═════ Kutipan yang Diberikan ═════

Sabtu, 15 September 2012

Selingkuh adalah hal biasa?

 “1001 ALASAN SELINGKUH”
Sebuah Refleksi tentang Kesetiaan Hidup Berkeluarga

Dalam sebuah talkshow on air di salah satu radio swasta di Bandung (topik tentang kesetiaan dan ketidaksetiaan dalam perkawinan), terjadi cuplikan percakapan ini:
Pemirsa (seorang pria):
“Bu, saya memahami bahwa kesetiaan begitu penting. Tapi, Bu, saya memiliki sudut pandang yang berbeda. Menurut saya, justru untuk mempertahankan keutuhan hidup perkawinan, sesekali wajar bila kita mencari variasi, dengan menjalin hubungan sementara suka sama suka dengan orang lain. Sehingga ini menjadi selingan yang menghindarkan kita dari rasa bosan. Jadi perkawinan justru lebih langgeng. Saya kurang setuju bila perselingkuhan melulu dipandang secara negatif. “
Mona (yang diminta menjadi narasumber, yang tiba-tiba merasa pusing mendengar opini Bapak ini):
“Wah, benar-benar sudut pandang yag unik, opini Bapak sesuatu yang baru bagi saya. Begini Pak, kalau menurut Bapak demikian, kira-kira istri Bapak keberatan tidak bila suaminya terlibat hubungan mesra dengan wanita lain, walaupun maksudnya justru untuk ‘kelanggengan perkawinan’?”
Pemirsa:
“Oh, kalau menurut saya sih dia tidak perlu mengetahui hal ini. Cukup saya saja yang tahu maksud saya. Agar dia juga tidak sakit hati. Pokoknya perkawinan langgeng, ajaaa.”



Pengertian SELINGKUH
Dalam Whisman dan Wagers (2005) dinyatakan bahwa secara umum, ketidaksetiaan/ perselingkuhan/ penghianatan diartikan sebagai adanya relasi seksual seseorang dengan orang lain yang bukan pasangan utamanya. Glass dan Wright (1992) dalam Whisman dan Wagers (2005) menambahkan bahwa keterikatan emosional seseorang dengan orang lain yang bukan pasangannya, sudah dapat dikategorikan ke dalam ketidaksetiaan.
Dalam kehidupan perkawinan, penghianatan terhadap relasi perkawinan terjadi pada saat terjadi pelanggaran dari harapan dan perjanjian perkawinan yang menekankan pada ekslusivitas pasangan baik secara fisik maupun emosi. Umumnya, pasangan yang menikah mengharapkan mendapatkan hak istimewa  atas pasangannya. Ketidaksetiaan, perselingkuhan dan bentuk-bentuk penghianatan seksual maupun emosional merupakan pelanggaran terhadap harapan ini (Whisman dan Wagers, 2005).

═════ Data Mentah ═════

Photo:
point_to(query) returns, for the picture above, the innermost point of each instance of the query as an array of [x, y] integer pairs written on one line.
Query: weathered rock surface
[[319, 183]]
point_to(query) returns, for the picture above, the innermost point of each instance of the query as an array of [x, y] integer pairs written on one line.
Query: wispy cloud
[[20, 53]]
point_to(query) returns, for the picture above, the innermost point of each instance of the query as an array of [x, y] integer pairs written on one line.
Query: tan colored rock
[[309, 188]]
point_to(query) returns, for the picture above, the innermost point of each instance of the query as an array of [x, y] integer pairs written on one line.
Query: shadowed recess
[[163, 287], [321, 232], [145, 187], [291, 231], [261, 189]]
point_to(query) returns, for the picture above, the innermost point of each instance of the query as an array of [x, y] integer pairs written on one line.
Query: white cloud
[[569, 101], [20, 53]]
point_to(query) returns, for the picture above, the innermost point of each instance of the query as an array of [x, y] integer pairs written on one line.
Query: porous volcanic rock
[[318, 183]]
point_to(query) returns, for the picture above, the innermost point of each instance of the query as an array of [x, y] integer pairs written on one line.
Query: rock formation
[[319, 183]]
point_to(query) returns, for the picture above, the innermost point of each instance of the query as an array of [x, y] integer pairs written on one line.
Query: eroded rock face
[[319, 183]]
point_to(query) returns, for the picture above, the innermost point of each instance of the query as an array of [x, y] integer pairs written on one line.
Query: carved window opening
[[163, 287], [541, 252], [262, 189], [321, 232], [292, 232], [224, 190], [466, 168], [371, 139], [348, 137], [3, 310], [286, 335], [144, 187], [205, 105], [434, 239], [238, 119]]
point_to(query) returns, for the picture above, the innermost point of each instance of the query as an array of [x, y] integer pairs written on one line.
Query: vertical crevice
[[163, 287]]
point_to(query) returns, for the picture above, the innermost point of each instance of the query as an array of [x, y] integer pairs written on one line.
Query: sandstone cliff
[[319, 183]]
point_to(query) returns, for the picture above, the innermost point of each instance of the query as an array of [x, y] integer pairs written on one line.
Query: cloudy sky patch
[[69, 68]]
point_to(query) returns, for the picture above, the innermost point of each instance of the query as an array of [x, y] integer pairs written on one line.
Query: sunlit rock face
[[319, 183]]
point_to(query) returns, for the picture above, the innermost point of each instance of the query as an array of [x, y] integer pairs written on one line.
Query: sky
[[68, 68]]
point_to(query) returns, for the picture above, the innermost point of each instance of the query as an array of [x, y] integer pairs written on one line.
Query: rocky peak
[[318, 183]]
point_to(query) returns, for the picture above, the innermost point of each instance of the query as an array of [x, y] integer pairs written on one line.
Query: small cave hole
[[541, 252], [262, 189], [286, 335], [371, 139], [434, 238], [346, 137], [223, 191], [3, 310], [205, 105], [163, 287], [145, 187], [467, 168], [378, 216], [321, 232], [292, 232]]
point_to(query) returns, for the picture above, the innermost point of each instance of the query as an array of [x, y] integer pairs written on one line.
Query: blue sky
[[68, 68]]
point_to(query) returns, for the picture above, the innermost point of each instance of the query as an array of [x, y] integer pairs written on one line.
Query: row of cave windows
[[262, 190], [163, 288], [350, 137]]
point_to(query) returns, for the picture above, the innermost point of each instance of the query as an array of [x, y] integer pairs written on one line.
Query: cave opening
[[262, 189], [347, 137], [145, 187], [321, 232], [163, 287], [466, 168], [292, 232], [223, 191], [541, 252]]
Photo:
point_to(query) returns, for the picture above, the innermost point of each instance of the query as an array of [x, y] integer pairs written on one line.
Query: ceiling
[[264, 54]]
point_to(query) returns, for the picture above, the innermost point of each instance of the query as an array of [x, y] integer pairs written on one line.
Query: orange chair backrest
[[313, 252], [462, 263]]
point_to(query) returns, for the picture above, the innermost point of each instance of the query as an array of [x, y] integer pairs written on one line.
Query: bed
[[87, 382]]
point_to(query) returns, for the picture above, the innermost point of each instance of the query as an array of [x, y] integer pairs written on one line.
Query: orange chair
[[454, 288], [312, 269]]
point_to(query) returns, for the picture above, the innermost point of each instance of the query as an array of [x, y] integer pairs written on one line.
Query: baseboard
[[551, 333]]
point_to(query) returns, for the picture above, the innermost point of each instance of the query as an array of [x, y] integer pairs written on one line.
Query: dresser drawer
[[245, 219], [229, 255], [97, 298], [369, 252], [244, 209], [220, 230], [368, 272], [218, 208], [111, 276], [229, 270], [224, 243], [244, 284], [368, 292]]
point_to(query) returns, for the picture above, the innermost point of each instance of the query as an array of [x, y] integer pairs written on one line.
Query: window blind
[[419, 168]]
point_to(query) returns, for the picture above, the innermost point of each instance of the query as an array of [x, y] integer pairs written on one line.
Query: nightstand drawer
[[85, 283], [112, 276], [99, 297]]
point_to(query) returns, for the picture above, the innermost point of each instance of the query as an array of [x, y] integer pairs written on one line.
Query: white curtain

═════

Instruksi yang Diberikan A — Dalam kutipan tentang perselingkuhan, apa yang menurut Glass dan Wright (1992) sudah dapat dikategorikan ke dalam ketidaksetiaan?
Instruksi yang Diberikan B — Salin dengan persis seluruh bagian kutipan tentang perselingkuhan, mulai dari "Pengertian SELINGKUH" terus ke bawah sampai "dan Wagers, 2005).".
Daftar di atas merupakan bahan tersendiri yang terpisah dari kutipan.

Jawaban Latihan A — Keterikatan emosional seseorang dengan orang lain yang bukan pasangannya.

Jawaban Latihan B —
Pengertian SELINGKUH
Dalam Whisman dan Wagers (2005) dinyatakan bahwa secara umum, ketidaksetiaan/ perselingkuhan/ penghianatan diartikan sebagai adanya relasi seksual seseorang dengan orang lain yang bukan pasangan utamanya. Glass dan Wright (1992) dalam Whisman dan Wagers (2005) menambahkan bahwa keterikatan emosional seseorang dengan orang lain yang bukan pasangannya, sudah dapat dikategorikan ke dalam ketidaksetiaan.
Dalam kehidupan perkawinan, penghianatan terhadap relasi perkawinan terjadi pada saat terjadi pelanggaran dari harapan dan perjanjian perkawinan yang menekankan pada ekslusivitas pasangan baik secara fisik maupun emosi. Umumnya, pasangan yang menikah mengharapkan mendapatkan hak istimewa  atas pasangannya. Ketidaksetiaan, perselingkuhan dan bentuk-bentuk penghianatan seksual maupun emosional merupakan pelanggaran terhadap harapan ini (Whisman dan Wagers, 2005).